O QUE FAZER:
Indique qual país o texto sobre a agenda ESG aponta como o MVP a ser observado.

TEXTO FORNECIDO:
········

O heroísmo de poucos líderes não bastará, mas uma ação coordenada de mudança, talvez. Já há um MVP para observarmos e não são os EUA; é o Reino Unido. Faz quatro anos que, ainda sob o governo conservador de Theresa May, o regulador local começou a impor a agenda ESG aos investidores institucionais. As exigências aumentam, fundos de pensão e seguradoras se adaptam, empresas seguem o exemplo. E a Europa continental vai atrás.
O que ocorre se o Brasil não for a Europa amanhã, parodiando o velho anúncio? Fica sem dinheiro de longo prazo. Veja como sua empresa pode acelerar a própria agenda ESG e estar pronta para o que vier.
## Mais tecnologia e dados
1 – Não há como agilizar esforços ESG sem ajuda da tecnologia. Só equipes mistas de humanos e máquinas conseguirão coletar e analisar todos os dados de dentro da empresa, cruzá-los com todos os dados de seus stakeholders-
-chave, e recomendar como agir em relação a isso na direção dos 17 ODS. A tecnologia ainda facilita a criação de mecanismos para os stakeholders terem voz na supervisão e na tomada de decisões da empresa, o que é uma premissa ESG.

········

DADOS FORNECIDOS:
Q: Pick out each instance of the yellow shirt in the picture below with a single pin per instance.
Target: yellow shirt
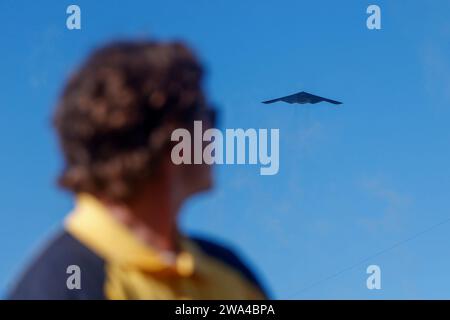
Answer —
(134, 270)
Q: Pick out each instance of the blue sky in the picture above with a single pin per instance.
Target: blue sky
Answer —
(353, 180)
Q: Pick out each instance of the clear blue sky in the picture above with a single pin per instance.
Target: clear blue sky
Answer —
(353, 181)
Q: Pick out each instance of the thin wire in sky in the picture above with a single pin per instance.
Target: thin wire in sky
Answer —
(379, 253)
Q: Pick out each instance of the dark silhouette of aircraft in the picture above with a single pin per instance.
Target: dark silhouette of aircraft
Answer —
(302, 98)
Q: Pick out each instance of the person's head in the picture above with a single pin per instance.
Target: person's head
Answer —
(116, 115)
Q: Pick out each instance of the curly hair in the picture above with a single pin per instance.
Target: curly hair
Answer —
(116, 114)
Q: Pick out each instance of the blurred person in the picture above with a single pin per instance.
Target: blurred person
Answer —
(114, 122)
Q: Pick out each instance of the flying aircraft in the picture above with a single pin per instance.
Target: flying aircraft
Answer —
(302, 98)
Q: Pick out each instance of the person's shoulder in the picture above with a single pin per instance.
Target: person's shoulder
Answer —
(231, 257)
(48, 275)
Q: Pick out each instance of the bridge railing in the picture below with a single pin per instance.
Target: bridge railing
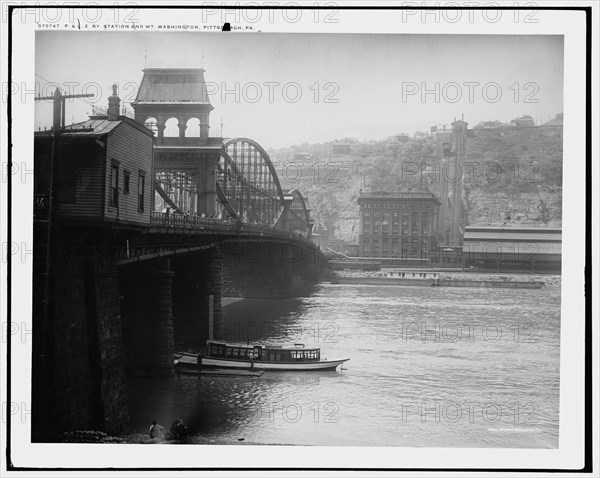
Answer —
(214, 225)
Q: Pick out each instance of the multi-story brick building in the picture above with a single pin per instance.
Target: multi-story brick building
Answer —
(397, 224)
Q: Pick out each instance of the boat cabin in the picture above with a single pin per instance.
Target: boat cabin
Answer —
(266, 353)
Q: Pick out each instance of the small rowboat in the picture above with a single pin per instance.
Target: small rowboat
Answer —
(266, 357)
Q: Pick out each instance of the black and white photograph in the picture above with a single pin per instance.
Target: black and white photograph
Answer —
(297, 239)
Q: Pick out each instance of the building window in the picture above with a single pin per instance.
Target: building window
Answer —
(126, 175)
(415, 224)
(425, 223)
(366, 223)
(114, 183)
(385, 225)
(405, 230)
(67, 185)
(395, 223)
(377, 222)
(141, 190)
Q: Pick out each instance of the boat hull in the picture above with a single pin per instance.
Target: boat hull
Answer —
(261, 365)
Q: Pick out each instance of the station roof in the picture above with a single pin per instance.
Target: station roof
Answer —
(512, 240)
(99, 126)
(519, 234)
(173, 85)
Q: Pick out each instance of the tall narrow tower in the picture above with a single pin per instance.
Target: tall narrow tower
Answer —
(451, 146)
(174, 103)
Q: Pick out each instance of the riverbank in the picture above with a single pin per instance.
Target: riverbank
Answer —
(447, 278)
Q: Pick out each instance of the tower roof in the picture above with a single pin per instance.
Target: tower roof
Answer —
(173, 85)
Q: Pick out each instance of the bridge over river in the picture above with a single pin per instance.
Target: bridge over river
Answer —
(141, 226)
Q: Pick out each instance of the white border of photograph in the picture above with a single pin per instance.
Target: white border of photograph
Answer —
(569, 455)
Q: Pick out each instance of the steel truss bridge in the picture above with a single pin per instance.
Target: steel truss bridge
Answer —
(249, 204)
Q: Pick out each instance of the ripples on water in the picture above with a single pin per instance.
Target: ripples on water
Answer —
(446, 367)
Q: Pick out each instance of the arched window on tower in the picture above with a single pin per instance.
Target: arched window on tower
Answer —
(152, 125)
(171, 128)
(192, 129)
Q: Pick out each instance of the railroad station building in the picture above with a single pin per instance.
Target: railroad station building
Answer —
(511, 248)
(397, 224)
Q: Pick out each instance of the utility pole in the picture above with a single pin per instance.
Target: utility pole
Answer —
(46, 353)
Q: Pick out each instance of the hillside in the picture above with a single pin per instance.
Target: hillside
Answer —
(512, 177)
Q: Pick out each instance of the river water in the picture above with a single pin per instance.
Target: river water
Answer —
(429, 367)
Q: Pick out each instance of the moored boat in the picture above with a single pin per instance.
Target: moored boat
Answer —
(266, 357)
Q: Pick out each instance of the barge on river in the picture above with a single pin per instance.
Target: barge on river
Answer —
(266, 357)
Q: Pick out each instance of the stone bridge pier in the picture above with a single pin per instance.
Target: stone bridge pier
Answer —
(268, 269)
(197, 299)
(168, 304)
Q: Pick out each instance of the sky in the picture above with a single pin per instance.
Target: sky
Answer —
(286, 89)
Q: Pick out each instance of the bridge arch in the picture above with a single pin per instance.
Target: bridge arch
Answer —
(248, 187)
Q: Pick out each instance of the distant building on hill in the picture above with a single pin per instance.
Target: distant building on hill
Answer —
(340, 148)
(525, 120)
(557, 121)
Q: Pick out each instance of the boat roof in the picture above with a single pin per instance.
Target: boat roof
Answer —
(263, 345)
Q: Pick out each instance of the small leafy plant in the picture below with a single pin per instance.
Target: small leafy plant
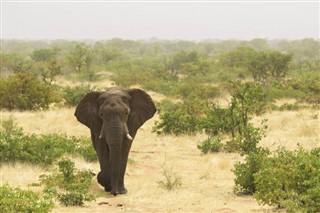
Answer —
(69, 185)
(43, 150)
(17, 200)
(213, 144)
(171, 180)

········

RESPOSTA:
O Reino Unido.